- Given text -
┄┄┄┄┄┄┄┄┄┄

Hummingbirds, with their unmistakable beauty and quick movements, are one of the most interesting types of bird species. It’s no wonder that myths surround these tiny creatures as scientists uncover curious speculations. It’s important to learn as much as you can about hummingbirds, especially if you plan to feed these friends in your yard.
1. Hummingbirds are only found naturally in the Americas
Although scientists theorize that hummingbirds originated in Europe more than 42 million years ago, they are no longer found there today. Some Europeans in the 1500s thought that hummingbirds were a crossbreed of birds and insects! The French named them “bird flies,” and in approximately 1640, the English named them “humbirds.” Some even claimed that hummingbirds were dangerous to people, spreading rumors of their “needle-like bills” striking at human eyes. Attempts were made to introduce hummingbirds into Europe, but tragically, none survived in the harsh, non-native climate.
2. Hummingbird tongues are roughly twice the length of their beaks
Hummingbirds actually lick the nectar (at a rate of approximately 13 licks per second!) instead of drinking from flowers and nectar feeders directly. Since their tongues extend much longer than their beaks, they’re actually able to lick nectar beyond the reach of their beaks. If you look closely with binoculars, you might even be able to see a hummer’s tongue while it visits your nectar feeders.
3. Female hummingbirds lay a clutch of two eggs
A Buff-bellied Hummingbird’s nest can be found lower to the ground in bushes and shrubs. Black-chinned Hummingbird eggs are approximately the size of a coffee bean, and their nest can stretch as the babies grow due to its construction material of insect and spider silk.

┄┄┄┄┄┄┄┄┄┄

Data records:

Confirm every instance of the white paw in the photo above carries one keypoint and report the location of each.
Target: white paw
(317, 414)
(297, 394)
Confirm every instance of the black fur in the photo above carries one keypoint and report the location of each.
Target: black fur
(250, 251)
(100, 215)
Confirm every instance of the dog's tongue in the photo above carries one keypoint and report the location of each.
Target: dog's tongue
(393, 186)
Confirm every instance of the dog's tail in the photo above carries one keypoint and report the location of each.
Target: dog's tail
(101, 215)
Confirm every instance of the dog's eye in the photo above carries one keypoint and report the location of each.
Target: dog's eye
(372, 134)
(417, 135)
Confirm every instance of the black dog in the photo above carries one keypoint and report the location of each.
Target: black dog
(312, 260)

┄┄┄┄┄┄┄┄┄┄

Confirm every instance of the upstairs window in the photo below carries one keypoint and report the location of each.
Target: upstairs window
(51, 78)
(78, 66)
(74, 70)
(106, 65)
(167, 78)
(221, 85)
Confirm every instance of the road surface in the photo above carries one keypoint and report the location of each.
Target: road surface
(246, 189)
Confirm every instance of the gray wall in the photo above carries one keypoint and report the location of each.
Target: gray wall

┄┄┄┄┄┄┄┄┄┄

- Task prompt -
Write out everything in the hummingbird text from "3. Female hummingbirds" down to "and spider silk.", word for word. The records have no connection to the text about hummingbirds.

- Answer below -
3. Female hummingbirds lay a clutch of two eggs
A Buff-bellied Hummingbird’s nest can be found lower to the ground in bushes and shrubs. Black-chinned Hummingbird eggs are approximately the size of a coffee bean, and their nest can stretch as the babies grow due to its construction material of insect and spider silk.